● DATASET EXCERPTS
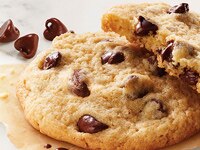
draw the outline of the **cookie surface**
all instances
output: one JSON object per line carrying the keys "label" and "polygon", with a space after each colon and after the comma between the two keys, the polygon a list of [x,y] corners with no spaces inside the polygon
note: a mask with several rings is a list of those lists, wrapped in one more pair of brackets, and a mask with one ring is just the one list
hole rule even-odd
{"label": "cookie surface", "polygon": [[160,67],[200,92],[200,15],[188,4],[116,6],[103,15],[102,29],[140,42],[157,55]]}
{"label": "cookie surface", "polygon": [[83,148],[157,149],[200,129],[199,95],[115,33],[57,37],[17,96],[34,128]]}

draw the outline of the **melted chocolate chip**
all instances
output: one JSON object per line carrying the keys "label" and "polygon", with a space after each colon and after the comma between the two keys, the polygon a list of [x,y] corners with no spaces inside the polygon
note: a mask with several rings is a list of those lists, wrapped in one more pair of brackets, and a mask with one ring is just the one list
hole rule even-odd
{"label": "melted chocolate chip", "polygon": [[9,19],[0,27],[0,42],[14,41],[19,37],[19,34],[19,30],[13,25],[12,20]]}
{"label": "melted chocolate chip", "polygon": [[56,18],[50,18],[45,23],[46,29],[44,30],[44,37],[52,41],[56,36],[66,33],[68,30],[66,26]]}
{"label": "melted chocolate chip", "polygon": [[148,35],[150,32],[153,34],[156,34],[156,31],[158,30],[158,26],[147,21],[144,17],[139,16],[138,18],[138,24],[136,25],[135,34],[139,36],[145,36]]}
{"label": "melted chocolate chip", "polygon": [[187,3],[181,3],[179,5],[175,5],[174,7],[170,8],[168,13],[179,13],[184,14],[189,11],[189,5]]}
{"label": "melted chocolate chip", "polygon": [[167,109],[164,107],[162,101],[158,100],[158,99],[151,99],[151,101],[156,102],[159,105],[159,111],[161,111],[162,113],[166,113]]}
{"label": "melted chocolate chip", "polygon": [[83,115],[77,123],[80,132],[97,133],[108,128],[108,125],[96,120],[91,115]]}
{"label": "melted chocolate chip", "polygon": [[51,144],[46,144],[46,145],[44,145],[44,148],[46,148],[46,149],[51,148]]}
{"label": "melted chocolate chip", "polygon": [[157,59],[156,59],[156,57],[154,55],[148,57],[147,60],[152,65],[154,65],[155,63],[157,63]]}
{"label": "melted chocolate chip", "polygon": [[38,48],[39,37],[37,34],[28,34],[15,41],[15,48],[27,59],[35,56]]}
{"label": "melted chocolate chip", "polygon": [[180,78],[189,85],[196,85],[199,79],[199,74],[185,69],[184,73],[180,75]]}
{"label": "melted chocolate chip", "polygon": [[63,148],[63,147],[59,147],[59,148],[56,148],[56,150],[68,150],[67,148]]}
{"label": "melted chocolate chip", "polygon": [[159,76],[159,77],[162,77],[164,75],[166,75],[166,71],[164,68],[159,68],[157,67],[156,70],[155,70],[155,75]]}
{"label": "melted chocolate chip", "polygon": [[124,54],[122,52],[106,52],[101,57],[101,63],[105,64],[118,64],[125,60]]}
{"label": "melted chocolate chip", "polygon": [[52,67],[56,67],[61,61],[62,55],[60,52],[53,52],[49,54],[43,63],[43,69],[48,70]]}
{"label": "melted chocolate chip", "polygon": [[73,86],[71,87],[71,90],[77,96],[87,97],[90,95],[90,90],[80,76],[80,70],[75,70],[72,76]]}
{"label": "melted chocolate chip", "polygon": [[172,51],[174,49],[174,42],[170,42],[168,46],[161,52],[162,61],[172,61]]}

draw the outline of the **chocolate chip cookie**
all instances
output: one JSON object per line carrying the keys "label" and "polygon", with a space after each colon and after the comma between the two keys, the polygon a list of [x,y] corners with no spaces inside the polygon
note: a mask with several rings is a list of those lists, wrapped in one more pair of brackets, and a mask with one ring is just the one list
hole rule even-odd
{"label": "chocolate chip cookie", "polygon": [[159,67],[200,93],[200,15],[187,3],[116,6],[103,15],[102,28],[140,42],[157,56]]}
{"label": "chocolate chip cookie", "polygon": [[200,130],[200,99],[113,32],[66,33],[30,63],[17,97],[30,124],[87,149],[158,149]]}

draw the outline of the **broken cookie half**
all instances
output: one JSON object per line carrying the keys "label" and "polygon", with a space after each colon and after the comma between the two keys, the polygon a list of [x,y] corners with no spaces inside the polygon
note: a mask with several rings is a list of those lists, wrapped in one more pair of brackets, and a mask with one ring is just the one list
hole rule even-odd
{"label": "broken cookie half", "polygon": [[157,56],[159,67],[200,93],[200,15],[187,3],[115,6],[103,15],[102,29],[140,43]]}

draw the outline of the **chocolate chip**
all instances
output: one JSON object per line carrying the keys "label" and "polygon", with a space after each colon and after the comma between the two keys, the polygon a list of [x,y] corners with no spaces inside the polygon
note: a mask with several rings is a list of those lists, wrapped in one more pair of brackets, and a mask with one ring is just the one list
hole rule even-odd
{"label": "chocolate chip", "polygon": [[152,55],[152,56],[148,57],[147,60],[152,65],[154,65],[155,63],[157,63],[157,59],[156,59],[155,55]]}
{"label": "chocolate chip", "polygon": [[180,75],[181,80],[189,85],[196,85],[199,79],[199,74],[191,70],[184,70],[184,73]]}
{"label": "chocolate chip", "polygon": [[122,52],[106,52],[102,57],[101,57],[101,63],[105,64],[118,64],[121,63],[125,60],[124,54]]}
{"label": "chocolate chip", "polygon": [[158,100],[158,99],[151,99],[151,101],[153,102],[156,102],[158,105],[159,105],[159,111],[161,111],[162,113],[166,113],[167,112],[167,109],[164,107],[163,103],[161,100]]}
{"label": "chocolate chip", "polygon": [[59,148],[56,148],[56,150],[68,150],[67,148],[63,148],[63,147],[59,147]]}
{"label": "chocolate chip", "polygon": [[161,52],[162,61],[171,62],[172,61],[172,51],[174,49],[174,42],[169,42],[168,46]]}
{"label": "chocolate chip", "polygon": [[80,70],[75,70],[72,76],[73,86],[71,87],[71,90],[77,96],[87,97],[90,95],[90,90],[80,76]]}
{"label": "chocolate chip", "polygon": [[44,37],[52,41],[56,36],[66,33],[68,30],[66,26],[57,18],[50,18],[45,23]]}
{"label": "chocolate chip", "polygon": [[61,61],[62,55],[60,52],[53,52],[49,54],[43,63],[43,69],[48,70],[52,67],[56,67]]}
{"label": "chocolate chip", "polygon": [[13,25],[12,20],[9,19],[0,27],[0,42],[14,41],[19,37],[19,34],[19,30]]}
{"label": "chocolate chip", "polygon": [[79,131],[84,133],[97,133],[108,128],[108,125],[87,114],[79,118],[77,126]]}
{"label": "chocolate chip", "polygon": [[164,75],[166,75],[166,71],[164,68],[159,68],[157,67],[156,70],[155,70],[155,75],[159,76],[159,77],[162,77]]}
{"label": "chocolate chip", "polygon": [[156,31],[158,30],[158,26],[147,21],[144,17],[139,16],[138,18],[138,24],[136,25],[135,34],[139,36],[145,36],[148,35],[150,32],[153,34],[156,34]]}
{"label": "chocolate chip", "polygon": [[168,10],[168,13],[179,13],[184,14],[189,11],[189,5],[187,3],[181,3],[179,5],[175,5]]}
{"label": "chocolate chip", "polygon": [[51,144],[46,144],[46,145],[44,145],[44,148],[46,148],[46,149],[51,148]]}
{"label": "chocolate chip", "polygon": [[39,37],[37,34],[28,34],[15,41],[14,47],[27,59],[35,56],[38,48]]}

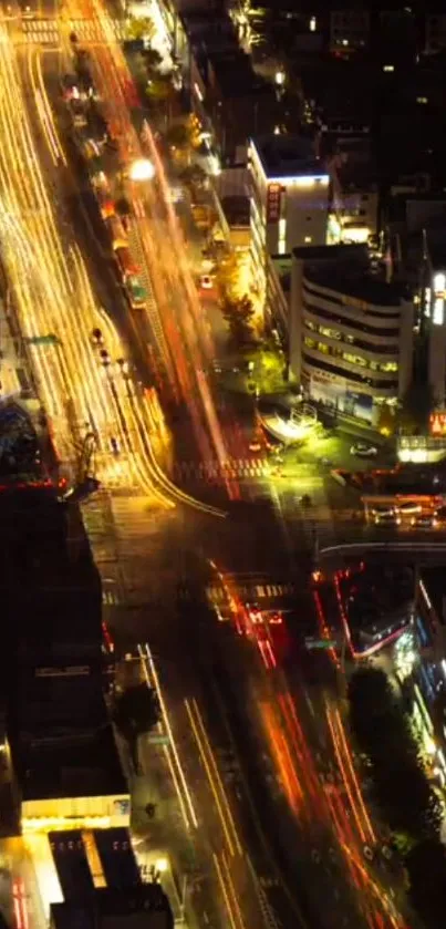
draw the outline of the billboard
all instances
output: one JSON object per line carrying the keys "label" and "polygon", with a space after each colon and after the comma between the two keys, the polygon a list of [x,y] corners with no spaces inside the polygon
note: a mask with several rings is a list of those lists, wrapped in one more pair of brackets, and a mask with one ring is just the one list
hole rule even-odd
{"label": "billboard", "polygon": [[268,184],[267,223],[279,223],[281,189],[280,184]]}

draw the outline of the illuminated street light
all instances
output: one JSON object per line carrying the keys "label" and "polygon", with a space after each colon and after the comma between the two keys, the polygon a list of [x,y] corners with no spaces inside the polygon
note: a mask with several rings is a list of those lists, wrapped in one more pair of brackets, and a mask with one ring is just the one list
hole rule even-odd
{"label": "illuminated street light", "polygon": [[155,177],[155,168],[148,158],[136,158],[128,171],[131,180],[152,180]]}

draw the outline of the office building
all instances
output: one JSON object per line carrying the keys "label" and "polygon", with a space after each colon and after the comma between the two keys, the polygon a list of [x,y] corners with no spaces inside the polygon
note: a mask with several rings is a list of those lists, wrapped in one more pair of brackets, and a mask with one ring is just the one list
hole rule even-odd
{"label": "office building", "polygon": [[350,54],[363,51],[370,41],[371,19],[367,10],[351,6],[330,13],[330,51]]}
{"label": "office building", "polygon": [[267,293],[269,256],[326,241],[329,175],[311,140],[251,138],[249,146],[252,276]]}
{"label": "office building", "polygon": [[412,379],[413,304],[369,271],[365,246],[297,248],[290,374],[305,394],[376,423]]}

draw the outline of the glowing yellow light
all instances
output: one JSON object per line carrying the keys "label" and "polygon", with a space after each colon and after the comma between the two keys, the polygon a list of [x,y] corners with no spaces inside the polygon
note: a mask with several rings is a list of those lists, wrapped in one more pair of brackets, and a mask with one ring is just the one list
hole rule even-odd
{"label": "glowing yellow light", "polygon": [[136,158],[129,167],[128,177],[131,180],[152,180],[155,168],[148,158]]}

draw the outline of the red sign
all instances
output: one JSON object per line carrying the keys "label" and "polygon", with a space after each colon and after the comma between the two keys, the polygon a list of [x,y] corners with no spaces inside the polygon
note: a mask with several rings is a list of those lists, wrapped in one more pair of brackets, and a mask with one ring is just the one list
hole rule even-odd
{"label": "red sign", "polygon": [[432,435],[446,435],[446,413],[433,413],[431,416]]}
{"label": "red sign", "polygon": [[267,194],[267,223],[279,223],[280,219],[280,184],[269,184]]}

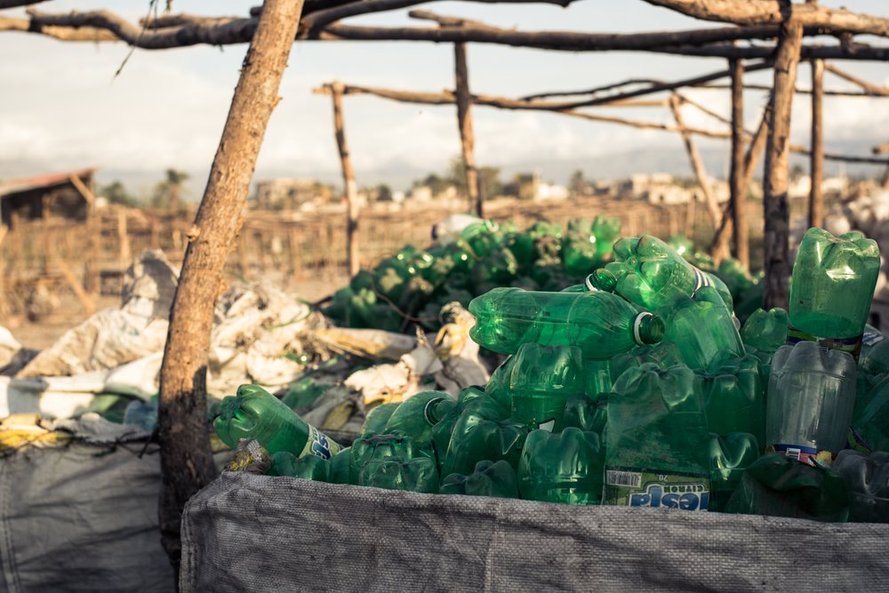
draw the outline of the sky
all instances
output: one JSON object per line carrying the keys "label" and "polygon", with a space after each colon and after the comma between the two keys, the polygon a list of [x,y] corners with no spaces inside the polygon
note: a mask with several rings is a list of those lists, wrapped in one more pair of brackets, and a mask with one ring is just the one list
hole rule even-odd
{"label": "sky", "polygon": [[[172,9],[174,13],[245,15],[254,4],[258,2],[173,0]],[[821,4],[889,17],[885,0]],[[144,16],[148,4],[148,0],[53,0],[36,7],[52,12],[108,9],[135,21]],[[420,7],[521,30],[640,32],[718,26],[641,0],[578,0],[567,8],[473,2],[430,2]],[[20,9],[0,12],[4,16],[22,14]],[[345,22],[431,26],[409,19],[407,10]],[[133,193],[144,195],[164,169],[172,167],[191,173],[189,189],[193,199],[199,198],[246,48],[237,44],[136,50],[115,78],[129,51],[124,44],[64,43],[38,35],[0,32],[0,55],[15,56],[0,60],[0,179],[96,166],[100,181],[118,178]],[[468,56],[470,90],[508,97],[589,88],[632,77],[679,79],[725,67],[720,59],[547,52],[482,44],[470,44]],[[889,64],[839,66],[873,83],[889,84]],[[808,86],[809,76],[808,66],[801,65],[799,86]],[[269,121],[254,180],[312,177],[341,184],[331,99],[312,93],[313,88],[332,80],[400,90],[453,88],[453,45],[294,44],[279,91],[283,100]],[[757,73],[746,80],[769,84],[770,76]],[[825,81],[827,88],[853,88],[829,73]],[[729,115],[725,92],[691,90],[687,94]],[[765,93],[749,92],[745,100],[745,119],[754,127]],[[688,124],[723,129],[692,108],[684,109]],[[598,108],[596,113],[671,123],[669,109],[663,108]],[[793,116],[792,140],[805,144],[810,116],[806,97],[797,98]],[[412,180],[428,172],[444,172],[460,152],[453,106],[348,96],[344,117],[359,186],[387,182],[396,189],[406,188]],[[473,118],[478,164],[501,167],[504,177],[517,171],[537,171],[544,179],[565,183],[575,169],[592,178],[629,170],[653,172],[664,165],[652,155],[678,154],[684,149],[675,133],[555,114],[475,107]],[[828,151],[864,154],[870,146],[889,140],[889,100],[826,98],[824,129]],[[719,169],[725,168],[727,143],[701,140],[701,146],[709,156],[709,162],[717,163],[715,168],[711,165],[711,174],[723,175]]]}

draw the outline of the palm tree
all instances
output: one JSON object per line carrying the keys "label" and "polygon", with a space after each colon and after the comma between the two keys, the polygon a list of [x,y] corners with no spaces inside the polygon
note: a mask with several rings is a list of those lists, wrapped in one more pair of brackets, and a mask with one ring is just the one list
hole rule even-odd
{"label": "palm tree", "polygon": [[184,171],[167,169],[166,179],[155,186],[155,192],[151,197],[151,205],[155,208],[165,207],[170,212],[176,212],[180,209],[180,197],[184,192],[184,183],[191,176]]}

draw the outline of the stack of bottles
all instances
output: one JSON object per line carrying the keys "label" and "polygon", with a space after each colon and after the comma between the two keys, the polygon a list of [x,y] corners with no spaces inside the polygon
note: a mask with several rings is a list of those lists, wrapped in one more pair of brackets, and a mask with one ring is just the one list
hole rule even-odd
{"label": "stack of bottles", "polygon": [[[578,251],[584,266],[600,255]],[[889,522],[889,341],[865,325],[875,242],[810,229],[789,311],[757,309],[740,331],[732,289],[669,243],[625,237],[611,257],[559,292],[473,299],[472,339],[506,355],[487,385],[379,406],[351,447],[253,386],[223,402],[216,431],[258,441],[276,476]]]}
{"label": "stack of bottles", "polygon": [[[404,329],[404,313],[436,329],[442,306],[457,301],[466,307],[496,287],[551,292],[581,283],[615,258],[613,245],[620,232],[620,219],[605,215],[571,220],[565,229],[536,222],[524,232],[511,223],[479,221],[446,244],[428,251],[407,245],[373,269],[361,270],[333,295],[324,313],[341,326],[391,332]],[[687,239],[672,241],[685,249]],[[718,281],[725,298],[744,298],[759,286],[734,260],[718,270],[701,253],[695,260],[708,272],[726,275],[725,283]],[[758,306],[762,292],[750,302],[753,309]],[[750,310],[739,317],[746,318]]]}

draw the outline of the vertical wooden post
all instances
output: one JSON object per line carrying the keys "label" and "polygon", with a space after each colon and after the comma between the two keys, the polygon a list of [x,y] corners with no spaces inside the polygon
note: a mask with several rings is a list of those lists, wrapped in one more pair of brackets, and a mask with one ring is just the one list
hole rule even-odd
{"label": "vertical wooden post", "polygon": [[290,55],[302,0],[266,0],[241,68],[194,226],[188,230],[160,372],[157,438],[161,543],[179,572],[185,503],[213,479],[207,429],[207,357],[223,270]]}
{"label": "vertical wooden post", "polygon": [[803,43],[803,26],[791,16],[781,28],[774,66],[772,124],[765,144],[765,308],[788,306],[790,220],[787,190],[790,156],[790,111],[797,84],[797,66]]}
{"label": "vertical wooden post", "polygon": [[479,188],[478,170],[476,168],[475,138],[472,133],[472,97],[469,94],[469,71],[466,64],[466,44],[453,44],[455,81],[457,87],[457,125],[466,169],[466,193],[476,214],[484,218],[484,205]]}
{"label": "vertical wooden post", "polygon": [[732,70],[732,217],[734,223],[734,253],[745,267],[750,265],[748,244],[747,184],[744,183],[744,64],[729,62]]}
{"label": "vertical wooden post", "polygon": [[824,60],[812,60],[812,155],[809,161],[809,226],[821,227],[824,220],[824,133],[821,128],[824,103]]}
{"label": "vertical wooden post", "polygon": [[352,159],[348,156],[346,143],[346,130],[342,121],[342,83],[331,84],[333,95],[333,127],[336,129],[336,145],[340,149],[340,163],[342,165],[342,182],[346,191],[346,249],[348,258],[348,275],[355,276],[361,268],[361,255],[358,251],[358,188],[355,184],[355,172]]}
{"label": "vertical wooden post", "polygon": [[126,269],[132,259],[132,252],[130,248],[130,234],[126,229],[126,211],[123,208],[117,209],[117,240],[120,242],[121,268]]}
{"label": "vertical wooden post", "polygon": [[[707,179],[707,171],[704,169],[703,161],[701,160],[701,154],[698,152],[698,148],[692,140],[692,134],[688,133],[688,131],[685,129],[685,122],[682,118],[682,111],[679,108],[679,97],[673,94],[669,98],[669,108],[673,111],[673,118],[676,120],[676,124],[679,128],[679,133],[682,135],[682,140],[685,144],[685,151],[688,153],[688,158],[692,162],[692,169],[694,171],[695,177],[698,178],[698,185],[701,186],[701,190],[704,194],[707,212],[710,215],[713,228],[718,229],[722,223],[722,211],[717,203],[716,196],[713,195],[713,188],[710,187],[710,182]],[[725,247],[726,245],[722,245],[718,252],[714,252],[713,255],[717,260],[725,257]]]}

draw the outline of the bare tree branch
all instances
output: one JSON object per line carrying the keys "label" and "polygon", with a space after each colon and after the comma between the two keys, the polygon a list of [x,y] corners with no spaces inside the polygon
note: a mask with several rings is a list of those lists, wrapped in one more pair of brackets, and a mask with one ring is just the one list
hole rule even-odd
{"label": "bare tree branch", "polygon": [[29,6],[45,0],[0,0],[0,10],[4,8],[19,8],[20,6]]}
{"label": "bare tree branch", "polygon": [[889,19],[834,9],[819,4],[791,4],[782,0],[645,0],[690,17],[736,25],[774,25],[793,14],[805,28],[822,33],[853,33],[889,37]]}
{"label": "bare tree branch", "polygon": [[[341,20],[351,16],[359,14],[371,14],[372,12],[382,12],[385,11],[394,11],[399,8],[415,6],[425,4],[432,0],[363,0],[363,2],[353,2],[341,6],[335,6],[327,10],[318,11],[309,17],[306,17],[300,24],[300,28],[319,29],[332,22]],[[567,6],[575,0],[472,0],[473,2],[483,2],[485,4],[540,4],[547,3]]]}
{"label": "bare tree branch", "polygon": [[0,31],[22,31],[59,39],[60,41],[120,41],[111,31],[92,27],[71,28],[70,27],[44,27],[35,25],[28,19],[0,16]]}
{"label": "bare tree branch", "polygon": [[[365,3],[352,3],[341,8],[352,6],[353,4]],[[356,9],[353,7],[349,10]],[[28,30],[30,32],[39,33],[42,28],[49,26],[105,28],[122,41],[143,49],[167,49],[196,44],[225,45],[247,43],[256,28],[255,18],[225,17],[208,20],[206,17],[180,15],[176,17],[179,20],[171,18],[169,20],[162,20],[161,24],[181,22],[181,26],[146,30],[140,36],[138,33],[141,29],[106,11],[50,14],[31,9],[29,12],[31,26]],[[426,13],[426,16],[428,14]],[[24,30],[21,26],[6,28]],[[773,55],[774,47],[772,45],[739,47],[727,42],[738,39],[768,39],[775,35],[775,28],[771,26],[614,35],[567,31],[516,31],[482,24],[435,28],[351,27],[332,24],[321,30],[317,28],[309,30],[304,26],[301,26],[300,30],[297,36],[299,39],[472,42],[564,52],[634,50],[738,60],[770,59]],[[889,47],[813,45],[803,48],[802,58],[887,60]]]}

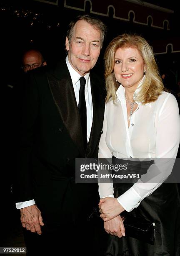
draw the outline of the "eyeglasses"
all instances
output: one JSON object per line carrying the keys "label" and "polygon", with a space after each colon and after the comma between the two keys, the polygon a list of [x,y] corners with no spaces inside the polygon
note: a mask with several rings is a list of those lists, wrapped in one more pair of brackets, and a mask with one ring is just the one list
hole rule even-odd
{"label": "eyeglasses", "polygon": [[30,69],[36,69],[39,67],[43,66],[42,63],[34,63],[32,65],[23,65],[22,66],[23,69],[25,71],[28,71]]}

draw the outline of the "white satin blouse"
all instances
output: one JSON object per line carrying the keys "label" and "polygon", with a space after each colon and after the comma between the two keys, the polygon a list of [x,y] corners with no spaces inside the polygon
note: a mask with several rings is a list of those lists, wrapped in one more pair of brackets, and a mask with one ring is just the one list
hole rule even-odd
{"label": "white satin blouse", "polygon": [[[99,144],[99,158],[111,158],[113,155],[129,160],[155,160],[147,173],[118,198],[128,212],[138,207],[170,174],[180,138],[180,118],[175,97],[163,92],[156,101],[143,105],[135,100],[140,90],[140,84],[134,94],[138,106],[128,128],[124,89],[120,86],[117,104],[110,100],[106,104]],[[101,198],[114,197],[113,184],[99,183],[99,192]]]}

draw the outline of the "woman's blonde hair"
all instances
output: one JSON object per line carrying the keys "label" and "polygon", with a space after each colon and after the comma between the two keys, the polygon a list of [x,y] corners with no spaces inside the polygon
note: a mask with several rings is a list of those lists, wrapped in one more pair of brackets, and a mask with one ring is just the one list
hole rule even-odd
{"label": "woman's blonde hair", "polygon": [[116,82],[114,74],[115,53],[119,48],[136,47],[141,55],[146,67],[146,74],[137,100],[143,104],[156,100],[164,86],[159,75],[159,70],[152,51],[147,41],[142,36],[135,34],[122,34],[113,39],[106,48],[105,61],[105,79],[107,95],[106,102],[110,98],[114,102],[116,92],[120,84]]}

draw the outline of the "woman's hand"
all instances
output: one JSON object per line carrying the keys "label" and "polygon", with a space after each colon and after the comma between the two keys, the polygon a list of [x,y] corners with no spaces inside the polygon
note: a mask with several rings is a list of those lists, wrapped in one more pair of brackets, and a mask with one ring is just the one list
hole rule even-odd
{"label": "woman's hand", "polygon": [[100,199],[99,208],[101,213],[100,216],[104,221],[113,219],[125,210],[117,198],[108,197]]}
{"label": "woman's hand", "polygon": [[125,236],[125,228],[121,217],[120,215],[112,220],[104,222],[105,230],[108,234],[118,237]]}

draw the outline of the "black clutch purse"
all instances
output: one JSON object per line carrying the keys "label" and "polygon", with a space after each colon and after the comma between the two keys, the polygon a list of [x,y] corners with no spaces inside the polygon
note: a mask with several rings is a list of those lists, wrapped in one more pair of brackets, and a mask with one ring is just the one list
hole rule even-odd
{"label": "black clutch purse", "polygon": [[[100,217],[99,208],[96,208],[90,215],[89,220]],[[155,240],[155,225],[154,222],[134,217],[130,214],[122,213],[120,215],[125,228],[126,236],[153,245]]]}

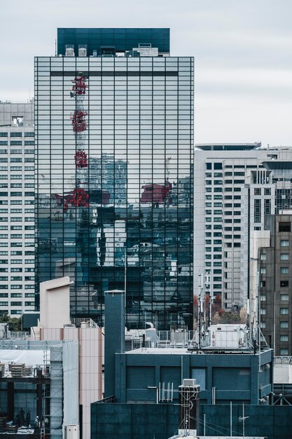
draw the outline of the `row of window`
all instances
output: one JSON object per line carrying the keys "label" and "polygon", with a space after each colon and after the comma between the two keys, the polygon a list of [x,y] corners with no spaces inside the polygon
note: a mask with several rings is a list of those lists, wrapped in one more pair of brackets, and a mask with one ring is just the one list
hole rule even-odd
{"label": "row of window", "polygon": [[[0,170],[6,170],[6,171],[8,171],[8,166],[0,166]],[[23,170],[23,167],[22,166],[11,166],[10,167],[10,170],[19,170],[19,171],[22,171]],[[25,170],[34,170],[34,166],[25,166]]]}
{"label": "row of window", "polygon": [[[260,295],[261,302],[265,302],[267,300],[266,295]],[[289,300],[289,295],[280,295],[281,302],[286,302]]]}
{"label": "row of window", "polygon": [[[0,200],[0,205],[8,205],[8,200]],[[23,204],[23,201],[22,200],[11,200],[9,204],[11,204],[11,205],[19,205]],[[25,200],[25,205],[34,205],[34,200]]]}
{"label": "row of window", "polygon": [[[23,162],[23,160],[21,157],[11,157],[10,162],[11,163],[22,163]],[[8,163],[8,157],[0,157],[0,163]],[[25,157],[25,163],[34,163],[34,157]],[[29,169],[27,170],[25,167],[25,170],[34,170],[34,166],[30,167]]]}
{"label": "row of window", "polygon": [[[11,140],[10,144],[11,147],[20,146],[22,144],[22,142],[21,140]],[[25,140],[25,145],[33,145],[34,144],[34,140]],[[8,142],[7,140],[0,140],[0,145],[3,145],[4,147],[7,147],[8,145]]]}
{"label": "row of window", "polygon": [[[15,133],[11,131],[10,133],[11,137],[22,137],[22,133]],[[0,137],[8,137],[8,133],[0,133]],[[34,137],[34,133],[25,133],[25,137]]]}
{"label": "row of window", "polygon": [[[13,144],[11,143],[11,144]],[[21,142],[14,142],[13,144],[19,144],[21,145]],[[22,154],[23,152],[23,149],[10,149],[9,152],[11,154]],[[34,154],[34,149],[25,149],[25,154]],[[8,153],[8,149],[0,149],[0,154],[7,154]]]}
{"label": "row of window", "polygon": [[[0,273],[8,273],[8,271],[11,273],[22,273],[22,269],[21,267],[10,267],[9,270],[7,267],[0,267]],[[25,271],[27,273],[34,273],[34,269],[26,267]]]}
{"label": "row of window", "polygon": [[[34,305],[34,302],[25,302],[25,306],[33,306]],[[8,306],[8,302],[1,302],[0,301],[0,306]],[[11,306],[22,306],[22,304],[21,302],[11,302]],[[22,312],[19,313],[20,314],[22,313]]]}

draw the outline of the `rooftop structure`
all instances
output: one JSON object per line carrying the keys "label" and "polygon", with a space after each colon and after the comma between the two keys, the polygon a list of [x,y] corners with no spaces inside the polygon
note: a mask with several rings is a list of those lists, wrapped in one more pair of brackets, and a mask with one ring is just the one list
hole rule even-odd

● TASK DIRECTIONS
How many lines of the records above contain the string "black"? Matching is case-sensitive, and the reply should be the number alone.

● RESPONSE TO THE EXERCISE
2